■ What to produce
Examine the material below. Gather every line in which the string "soil" appears.
--------------------------------
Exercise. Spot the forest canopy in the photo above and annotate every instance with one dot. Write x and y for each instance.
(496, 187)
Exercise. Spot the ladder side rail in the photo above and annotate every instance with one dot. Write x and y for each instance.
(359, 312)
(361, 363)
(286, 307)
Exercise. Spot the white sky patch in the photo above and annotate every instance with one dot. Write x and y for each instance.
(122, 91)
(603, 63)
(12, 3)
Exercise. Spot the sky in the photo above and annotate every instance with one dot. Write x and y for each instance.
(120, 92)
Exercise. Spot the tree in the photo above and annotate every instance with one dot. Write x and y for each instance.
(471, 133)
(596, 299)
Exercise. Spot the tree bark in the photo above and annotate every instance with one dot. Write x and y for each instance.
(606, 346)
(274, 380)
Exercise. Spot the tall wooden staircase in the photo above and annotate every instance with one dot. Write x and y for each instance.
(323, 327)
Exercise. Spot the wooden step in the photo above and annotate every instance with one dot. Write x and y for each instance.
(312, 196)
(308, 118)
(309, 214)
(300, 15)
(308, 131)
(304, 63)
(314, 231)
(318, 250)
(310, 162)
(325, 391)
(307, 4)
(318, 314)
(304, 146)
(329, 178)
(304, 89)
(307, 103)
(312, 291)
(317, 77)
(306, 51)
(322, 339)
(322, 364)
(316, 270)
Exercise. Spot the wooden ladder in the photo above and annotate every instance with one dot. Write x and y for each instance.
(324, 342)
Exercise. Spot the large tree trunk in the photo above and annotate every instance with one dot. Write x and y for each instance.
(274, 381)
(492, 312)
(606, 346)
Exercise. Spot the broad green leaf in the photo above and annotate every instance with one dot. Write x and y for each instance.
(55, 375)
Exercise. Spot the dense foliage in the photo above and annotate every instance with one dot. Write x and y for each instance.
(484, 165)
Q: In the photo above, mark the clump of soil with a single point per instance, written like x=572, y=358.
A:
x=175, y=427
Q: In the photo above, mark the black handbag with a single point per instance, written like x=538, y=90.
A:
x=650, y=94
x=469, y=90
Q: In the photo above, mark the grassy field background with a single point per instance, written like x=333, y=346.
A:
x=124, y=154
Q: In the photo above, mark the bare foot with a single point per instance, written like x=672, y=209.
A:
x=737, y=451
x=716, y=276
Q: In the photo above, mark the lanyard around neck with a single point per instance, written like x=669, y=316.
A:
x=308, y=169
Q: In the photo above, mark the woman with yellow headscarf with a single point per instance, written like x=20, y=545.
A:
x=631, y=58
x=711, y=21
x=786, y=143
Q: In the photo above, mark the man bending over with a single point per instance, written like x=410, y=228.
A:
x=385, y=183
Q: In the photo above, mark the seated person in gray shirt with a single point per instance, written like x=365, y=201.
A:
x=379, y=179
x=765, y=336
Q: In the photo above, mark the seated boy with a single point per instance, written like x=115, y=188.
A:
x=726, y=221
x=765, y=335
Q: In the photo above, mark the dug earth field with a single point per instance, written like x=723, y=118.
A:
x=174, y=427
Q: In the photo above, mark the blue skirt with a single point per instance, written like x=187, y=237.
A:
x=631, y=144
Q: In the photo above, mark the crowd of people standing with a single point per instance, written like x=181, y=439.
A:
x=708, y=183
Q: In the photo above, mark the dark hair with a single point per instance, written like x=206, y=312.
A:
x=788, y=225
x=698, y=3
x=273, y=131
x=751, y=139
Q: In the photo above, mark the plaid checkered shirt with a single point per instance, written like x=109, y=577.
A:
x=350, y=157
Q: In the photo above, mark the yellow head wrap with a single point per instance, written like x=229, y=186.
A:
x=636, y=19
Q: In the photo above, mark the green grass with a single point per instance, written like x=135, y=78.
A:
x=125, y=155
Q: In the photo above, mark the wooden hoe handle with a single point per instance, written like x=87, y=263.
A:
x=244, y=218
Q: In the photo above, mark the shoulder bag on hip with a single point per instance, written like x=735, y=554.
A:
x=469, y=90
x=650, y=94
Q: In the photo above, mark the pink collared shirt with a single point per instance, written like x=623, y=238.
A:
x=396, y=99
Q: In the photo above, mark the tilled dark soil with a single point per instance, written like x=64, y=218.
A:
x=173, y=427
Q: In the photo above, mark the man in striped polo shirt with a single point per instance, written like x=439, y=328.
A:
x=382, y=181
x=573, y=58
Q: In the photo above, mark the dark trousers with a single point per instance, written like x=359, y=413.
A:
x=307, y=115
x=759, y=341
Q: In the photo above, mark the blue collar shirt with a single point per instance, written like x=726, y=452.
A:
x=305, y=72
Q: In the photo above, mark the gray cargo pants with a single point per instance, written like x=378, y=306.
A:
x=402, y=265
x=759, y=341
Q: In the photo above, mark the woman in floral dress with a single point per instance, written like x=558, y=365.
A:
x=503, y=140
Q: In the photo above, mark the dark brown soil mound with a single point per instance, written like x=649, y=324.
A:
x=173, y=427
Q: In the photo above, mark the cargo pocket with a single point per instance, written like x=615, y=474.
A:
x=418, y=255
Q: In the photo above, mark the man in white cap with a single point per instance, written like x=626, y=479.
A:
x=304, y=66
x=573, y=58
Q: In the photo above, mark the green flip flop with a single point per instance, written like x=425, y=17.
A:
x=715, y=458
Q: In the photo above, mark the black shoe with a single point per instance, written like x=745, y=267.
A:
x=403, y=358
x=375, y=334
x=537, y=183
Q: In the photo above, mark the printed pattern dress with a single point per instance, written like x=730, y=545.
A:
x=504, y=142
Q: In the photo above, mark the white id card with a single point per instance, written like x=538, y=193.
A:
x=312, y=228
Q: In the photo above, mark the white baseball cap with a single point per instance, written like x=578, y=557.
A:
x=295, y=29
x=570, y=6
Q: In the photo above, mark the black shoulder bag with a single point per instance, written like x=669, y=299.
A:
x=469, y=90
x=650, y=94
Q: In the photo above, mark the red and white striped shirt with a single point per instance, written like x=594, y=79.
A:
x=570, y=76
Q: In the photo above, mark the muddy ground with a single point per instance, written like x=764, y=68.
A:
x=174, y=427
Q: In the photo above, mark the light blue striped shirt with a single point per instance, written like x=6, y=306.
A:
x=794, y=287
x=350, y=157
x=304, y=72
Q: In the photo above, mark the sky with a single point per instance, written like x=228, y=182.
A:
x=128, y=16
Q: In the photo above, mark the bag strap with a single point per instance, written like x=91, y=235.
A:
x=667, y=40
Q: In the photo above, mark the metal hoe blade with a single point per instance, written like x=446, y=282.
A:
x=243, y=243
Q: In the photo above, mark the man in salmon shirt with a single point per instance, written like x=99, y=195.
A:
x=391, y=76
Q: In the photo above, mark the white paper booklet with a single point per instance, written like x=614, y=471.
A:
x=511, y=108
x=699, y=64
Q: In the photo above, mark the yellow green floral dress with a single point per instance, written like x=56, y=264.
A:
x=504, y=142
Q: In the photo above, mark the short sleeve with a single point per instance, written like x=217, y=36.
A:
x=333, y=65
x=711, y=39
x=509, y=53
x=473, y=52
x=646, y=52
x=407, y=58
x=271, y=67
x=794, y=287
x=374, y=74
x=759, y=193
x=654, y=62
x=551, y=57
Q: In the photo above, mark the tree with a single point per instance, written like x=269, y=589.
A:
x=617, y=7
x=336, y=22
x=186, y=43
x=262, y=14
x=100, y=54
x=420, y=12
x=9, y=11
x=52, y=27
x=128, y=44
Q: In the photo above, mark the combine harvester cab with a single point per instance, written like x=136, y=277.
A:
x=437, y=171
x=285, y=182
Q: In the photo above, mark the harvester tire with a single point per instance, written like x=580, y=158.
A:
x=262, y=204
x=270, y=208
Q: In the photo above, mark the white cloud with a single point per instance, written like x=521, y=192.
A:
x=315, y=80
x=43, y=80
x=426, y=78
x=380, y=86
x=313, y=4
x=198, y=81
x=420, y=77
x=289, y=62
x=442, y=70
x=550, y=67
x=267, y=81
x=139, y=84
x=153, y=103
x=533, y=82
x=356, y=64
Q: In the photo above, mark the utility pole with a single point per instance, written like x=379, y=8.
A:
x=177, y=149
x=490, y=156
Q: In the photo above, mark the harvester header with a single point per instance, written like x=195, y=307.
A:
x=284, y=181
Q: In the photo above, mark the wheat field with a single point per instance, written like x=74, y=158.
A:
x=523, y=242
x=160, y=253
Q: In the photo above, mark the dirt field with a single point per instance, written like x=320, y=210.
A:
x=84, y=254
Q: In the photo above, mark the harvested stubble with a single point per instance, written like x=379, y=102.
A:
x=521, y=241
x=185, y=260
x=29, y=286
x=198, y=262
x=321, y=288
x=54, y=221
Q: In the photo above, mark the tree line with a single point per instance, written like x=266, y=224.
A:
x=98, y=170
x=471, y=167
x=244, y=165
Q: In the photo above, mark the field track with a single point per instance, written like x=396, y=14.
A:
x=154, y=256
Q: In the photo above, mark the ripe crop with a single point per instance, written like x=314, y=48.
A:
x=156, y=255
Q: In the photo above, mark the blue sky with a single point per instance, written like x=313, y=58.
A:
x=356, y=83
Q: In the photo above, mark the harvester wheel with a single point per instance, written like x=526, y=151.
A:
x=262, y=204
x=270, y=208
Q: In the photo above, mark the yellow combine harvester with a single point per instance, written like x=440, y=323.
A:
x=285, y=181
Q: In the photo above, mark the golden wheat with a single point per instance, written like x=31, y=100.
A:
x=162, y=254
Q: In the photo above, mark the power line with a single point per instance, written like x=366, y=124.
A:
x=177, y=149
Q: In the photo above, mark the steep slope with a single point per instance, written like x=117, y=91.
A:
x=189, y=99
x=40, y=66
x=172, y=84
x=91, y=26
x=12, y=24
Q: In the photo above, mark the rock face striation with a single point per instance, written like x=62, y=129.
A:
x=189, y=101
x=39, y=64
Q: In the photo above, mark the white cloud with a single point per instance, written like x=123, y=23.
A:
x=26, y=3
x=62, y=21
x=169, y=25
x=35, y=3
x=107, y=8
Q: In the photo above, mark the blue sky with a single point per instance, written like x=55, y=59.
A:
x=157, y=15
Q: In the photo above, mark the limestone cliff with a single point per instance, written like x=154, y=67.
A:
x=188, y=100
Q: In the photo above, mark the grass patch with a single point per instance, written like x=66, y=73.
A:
--------------------------------
■ Output for this exercise
Q: In the photo above, mark the clump of soil with a single point per instance, written like x=572, y=358.
Q: In the photo above, mark the tilled dark soil with a single point per instance, written like x=64, y=218.
Q: In the photo above, mark the dark brown soil mound with a single point per instance, written like x=649, y=324.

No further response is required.